Kutipan Teks ▸

..............................

POST DATE | 20 Juli 2017
Surianty, seorang nasabah bank ternama kaget besar tatkala melihat tabungannya terkuras sebesar Rp19.450.000 (sembilan belas juta empat ratus lima puluh ribu rupiah). Begitu kaget, karena si nasabah merasa tidak ada melakukan transaksi penarikan dari tabungan. Curiga atas transaksi itu, kemudian si nasabah mencari tahu sebab musabab raibnya uang itu. Ternyata memang benar telah terjadi transaksi dengan mempergunakan kartu ATM (anjungan tunai mandiri/auto teller machine).
Lalu, si nasabah mengadukan masalah itu ke pihak bank. Masalahanya respons bank cukup sederhana, bank menganggap tidak ada masalah sama sekali pada proses transaksi dan memosisikan pengadu bertanggungjawab sendiri atas masalah itu. Menurut bank semua proses transaksi sah dan tidak ada yang mencurigakan. Aneh bin ajaib memang. Betapa tidak, sebuah bank besar dengan jaringan nasabah besar, tak merasa berdosa atas kerugian nasabahnya. Apalagi bank berlindung dibalik kedok nasabah harus tunduk pada ketentuan klausula baku.
Memang, peraturan-peraturan yang dikeluarkan bank cenderung sepihak, yakni penyelamatan atau proteksi diri. Bank membuat peraturan yang bertujuan agar kepentingannya berjalan dengan mulus dan kerugian tidak berada pada pihaknya. Salah satu peraturan yang tidak berpihak pada nasabah adalah pernyataan bank tidak bertanggung jawab atas penggunaan buku tabungan, ATM, SMS banking, phone banking, dan internet banking oleh pihak yang tidak bertanggungjawab, juga pernyataan jika ada perbedaan saldo antara yang tertera pada buku tabungan yang dinyatakan benar adalah saldo yang ada pada data bank. Pernyataan terakhir ini sangat merugikan nasabah. Kasus tidak keluarnya uang dari ATM akan menyebabkan perbedaan saldo, untuk hal tersebut bank tidak mau bertanggung jawab selain menelusuri permasalahannya. Jika ketemu, ya…masalah diatasi, jika tidak, sudah, itu dianggap kesalahan nasabah.
Tentu sebagai manusia modern, manusia tentu memungsikan uang, ATM, SMS banking, phone banking, sampai internet banking pada posisi penting. Berbagai transaksi dilakukan melalui media tersebut, mulai sosial, keluarga, sampai bisnis. Bagaimana jadinya kalau transaksi bisnis yang sudah disepakati harus batal hanya karena bermasalah pada sistem bank? Apalagi kalau masalahnya sampai uang tidak keluar sementara saldo berkurang. Kalau ini terjadi, rugi berlipat jadinya, transaksi batal, uang raib.

..............................

Kutipan Baris ▸
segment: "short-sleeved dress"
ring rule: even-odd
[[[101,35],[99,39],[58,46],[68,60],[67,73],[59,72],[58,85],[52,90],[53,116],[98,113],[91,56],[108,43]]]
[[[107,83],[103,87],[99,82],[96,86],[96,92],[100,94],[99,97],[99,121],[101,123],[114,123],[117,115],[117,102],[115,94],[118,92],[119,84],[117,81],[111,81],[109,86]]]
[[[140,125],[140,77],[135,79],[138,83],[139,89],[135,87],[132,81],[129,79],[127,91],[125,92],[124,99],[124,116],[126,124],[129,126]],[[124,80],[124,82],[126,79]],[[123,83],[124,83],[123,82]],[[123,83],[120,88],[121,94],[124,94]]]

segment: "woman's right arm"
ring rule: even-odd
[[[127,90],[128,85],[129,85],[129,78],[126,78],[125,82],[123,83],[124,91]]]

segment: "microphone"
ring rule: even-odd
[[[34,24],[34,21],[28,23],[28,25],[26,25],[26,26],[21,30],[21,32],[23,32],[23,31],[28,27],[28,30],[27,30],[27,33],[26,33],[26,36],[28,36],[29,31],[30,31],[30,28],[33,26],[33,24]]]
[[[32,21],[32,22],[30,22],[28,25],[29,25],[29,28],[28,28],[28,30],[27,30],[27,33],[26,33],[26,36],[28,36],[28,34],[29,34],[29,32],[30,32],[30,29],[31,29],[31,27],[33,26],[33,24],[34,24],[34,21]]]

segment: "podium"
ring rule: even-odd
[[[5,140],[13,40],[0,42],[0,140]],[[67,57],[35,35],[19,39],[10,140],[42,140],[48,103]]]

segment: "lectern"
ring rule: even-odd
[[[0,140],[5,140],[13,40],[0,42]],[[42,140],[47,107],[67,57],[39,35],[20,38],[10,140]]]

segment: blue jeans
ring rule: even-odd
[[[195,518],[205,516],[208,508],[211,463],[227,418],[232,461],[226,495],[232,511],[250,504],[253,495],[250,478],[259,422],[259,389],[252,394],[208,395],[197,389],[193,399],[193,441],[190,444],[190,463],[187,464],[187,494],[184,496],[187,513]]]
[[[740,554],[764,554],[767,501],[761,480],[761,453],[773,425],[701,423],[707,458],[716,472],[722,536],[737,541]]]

..............................

Yang Perlu Dikerjakan ▸
1. Bagaimana isi teks tentang keluhan nasabah bank itu jika diringkas dalam dua kalimat?
2. Perbarui bagian teks tentang keluhan nasabah bank itu mulai dari "Tentu sebagai manusia" sampai dengan "batal, uang raib.", dengan mengganti "bisnis" menjadi "usaha".
Baris-baris di atas tidak diperlukan.

Jawaban yang Benar ▸
1. Surianty, nasabah sebuah bank ternama, kehilangan Rp19.450.000 dari tabungannya lewat transaksi kartu ATM yang tidak ia lakukan, tetapi bank menganggap semua transaksi sah dan membebankan tanggung jawab kepadanya. Peraturan bank cenderung sepihak dan merugikan nasabah, misalnya ketika uang tidak keluar dari ATM sementara saldo berkurang.

2.
Tentu sebagai manusia modern, manusia tentu memungsikan uang, ATM, SMS banking, phone banking, sampai internet banking pada posisi penting. Berbagai transaksi dilakukan melalui media tersebut, mulai sosial, keluarga, sampai usaha. Bagaimana jadinya kalau transaksi usaha yang sudah disepakati harus batal hanya karena bermasalah pada sistem bank? Apalagi kalau masalahnya sampai uang tidak keluar sementara saldo berkurang. Kalau ini terjadi, rugi berlipat jadinya, transaksi batal, uang raib.